▶ _INSTRUCTIONS FOR THE TASK_: Retype the records below exactly as they appear, but leave out any pictures.

▶ _PROVIDED RECORDS_:

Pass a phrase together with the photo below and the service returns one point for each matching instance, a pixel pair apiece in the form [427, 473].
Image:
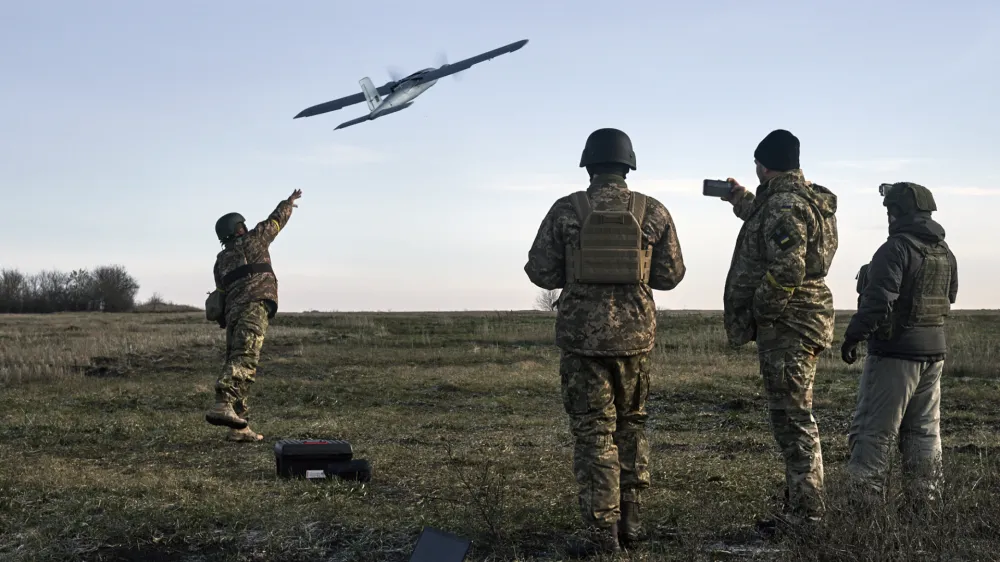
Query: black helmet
[607, 146]
[907, 198]
[225, 227]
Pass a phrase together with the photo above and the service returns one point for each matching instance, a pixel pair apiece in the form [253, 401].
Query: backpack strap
[581, 203]
[637, 206]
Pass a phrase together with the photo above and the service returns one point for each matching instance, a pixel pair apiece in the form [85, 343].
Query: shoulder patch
[784, 237]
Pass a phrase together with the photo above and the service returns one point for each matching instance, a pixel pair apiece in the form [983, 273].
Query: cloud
[874, 164]
[562, 184]
[337, 155]
[969, 191]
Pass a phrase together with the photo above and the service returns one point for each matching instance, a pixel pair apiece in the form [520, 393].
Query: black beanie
[779, 151]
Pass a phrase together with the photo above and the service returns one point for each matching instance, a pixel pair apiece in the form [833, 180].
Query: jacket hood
[920, 225]
[795, 182]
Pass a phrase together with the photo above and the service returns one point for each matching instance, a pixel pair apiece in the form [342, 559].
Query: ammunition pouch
[610, 244]
[215, 304]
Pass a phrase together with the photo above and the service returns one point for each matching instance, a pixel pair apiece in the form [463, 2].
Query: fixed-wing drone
[397, 95]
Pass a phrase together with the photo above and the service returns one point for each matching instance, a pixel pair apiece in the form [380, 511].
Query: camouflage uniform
[606, 333]
[905, 296]
[776, 295]
[250, 303]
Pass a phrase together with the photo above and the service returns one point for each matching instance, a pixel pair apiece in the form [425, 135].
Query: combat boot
[244, 435]
[596, 540]
[629, 527]
[222, 413]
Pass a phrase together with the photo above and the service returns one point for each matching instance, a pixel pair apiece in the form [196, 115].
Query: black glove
[849, 351]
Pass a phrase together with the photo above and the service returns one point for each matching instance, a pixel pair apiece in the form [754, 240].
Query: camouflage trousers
[605, 398]
[788, 367]
[900, 398]
[245, 329]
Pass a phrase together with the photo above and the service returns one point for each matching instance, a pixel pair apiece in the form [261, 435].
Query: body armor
[923, 301]
[610, 244]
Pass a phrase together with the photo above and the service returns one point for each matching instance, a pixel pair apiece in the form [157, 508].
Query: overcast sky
[128, 128]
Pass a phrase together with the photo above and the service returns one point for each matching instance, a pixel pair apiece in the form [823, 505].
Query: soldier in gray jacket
[906, 291]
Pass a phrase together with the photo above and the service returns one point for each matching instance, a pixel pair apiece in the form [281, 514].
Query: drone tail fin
[371, 93]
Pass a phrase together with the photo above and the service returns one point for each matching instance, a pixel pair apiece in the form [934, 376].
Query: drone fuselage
[407, 90]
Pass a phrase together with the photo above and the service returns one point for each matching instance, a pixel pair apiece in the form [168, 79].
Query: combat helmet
[225, 227]
[607, 146]
[906, 198]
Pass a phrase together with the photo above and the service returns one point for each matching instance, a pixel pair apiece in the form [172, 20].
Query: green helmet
[225, 227]
[907, 198]
[606, 146]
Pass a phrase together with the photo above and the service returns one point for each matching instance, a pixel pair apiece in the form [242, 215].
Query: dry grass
[106, 455]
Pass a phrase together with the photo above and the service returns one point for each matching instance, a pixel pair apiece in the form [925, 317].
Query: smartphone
[716, 188]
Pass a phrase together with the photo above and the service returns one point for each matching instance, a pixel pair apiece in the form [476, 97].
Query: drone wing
[449, 69]
[342, 102]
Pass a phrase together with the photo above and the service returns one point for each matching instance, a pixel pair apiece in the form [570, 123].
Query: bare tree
[547, 299]
[107, 288]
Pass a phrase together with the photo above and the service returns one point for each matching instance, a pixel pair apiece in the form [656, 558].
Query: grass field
[105, 454]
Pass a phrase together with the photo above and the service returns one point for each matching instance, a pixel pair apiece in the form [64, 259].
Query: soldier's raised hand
[736, 191]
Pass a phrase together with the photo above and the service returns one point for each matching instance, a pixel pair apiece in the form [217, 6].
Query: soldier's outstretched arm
[217, 275]
[667, 268]
[785, 238]
[885, 275]
[953, 288]
[269, 228]
[546, 265]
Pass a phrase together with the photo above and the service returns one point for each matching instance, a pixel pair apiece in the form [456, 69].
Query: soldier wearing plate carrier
[905, 293]
[244, 301]
[607, 248]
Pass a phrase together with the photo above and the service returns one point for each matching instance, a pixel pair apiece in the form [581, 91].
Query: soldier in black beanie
[776, 295]
[779, 152]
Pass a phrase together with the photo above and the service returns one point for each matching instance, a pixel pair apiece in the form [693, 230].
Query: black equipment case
[319, 459]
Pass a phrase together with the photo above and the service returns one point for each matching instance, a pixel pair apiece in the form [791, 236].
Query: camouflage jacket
[250, 248]
[605, 319]
[779, 267]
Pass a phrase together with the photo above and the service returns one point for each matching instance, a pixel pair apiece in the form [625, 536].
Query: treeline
[104, 289]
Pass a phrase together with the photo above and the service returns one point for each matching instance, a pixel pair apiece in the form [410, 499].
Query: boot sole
[226, 422]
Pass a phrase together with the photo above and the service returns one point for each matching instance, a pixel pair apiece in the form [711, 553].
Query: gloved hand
[849, 351]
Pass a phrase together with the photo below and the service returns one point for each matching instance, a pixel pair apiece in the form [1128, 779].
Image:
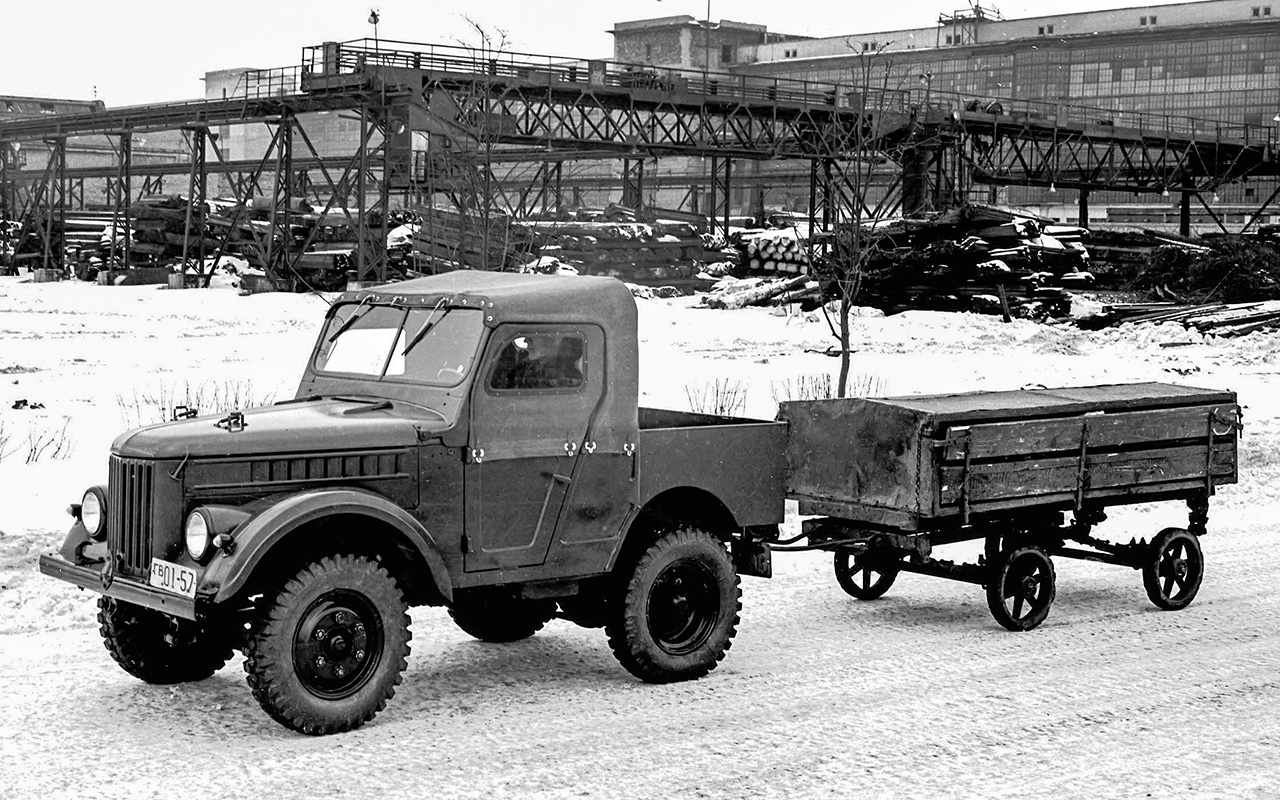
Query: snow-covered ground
[918, 694]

▶ _SOLUTION TO THE PROBLEM_:
Pass a phrase together with the photo below and the service returns one point for each matching instance, a pixel pair apiece in the form [427, 473].
Image:
Query: black helmet
[607, 146]
[907, 198]
[225, 227]
Pass a phrase together with the photo above and the service returns one point for each matching instance, a pixel pair apiece in the form [253, 401].
Query: backpack strap
[581, 203]
[637, 206]
Pass a phrase together with the photo above and the service returns one point for each matching instance, a pixel pair apiece in the form [85, 343].
Query: shoulder patch
[784, 237]
Pass a phrase together with the photo above and the service returns one point for each matching instance, a pixel pair apiece in the form [983, 273].
Query: cloud
[874, 164]
[562, 184]
[337, 155]
[969, 191]
Pass a phrase together with the photo above and the service returns one point for each matching instance, a pixel pair apiece in the form [520, 393].
Query: black beanie
[779, 151]
Pass a phrase together with the photo above and the service returns one point for each matching instance, a pixel pair apiece in the form [833, 180].
Query: jacket hood
[920, 225]
[795, 182]
Pass a phrase together with the photo above and the service returns one point for each matching instance, a pixel pair apiece in the form [342, 559].
Query: ammunition pouch
[610, 244]
[215, 304]
Pass a phrase together with the photo above and the service returns one point for each matching instance, a pixel pair apiece in the form [463, 2].
Query: fixed-wing drone
[397, 95]
Pass a phrase together with the photo above and the service returns one point for each matching instance, a pixel pair apiece in the form [380, 511].
Query: camouflage uniform
[606, 333]
[905, 296]
[776, 295]
[250, 303]
Pass a phrase together with the photo above and the service returns one point for each matching instance, a pixel pair apiece in the form [425, 135].
Query: combat boot
[244, 435]
[596, 540]
[629, 527]
[222, 413]
Pass a phrase together with the photo above and the service returns one point for each matching instance, a pixel pair apiece in the form [196, 115].
Query: black glove
[849, 351]
Pass a phrase together with the photo above and the service returns one point for each matching instance, a pixel pair apiece in the form [754, 240].
Query: camouflage trousers
[605, 398]
[788, 367]
[900, 398]
[245, 329]
Pass a phrase together with the photo above and the service returns one point for each matching instance, a pixel pair apiece in the form [261, 435].
Query: body armor
[923, 301]
[610, 244]
Pass a phrase together with the photo above and the service returns one point for each matching instance, a pixel pair apiece in the form [157, 508].
Query: overcast sky
[128, 128]
Pass a phrase together with the photo above and the service returns one point for each matching instance, a pixel pair apiece in the form [823, 505].
Query: soldier in gray jacket
[906, 291]
Pass a phrase together with the photo above and the service returns one point for each matching instance, a pixel pair apiece in the form [281, 514].
Query: drone tail fin
[371, 93]
Pass a phrase together with the photo above and the service returns one point for each matching instance, a pixel pair apiece in the form [934, 376].
Query: drone fuselage
[407, 90]
Pass a phrase together with the photo above and the service returns one point for each matching instance, a pixel pair apiece in the form [168, 79].
Query: combat helmet
[225, 227]
[607, 146]
[906, 198]
Pass a phrase together with the photo above and the service returns one point for each matching instance, a pixel pair apiece in the form [172, 20].
Query: green helmet
[225, 227]
[907, 198]
[606, 146]
Pass a phrase together with the photo above and the service returns one point for each matching instance, a pixel pair apiece in the form [242, 215].
Query: dry grass
[106, 455]
Pass a phrase together with the photo above and the service returns one point for each matching instance, a pixel pair apiece in the form [925, 317].
Query: smartphone
[716, 188]
Pass a phrase together with the photo above and the service returns one point for each matching instance, a pixel pair apiece in the form [476, 97].
Query: drone wing
[449, 69]
[342, 102]
Pass a phrase together with the photo above and the service returns one point for each matching instance, a pixel pair apiece in the form [570, 123].
Query: bare tree
[547, 299]
[107, 288]
Pass a phrase together with the photo above and the service returns one point for each matching instance, a pixel pair apiece in the form [656, 558].
Query: grass field
[105, 454]
Pass a phrase together with the photo above and the service returns one point for each matching instance, a pixel pair apiece in the form [64, 259].
Query: soldier's raised hand
[736, 191]
Pass a phrase together with the photo above and the service returns one point for each matching instance, a pixel pair apiece in the form [217, 6].
Query: soldier's outstretched arm
[217, 275]
[667, 268]
[785, 238]
[885, 275]
[953, 288]
[269, 228]
[546, 265]
Pass a phrase together with the photo above and the service returns one point for each matching instance, a pixel pair apiece in the form [456, 69].
Query: soldier wearing plate carrier
[905, 293]
[244, 301]
[607, 248]
Pass a phrase together with the photo above and the service returns one point for each matching instance, a pixel pair apiece in the form [581, 91].
Query: soldier in black beanie
[776, 295]
[779, 152]
Pass a phrase together with the photo above and the service returns one point for each matching instance, a pixel pair apiece in the form [693, 230].
Query: black equipment case
[319, 459]
Pass a phrase together with the photo above and the service returns one point for each matching instance, a pixel pair apiece in the form [791, 236].
Query: camouflage jacket
[250, 248]
[605, 319]
[779, 267]
Pass a phrase together with the photo above and the service returns one point for each matching instance, a pixel pair apiece in the form [625, 536].
Query: treeline
[104, 289]
Pass a phrase together with the photo above and the service returns one point for each matching instance, a pixel pair apiece in the form [410, 499].
Query: boot sole
[226, 422]
Pass a phrase together with the photo above and the service returns one point for each matching instance, a pixel pair apiece in the form [711, 553].
Query: gloved hand
[849, 351]
Pass a phrase together with the photo below and the service returns one point for each matching instance, a pixel pair apiece in the form [1128, 779].
Image:
Query: snow-covered ground
[918, 694]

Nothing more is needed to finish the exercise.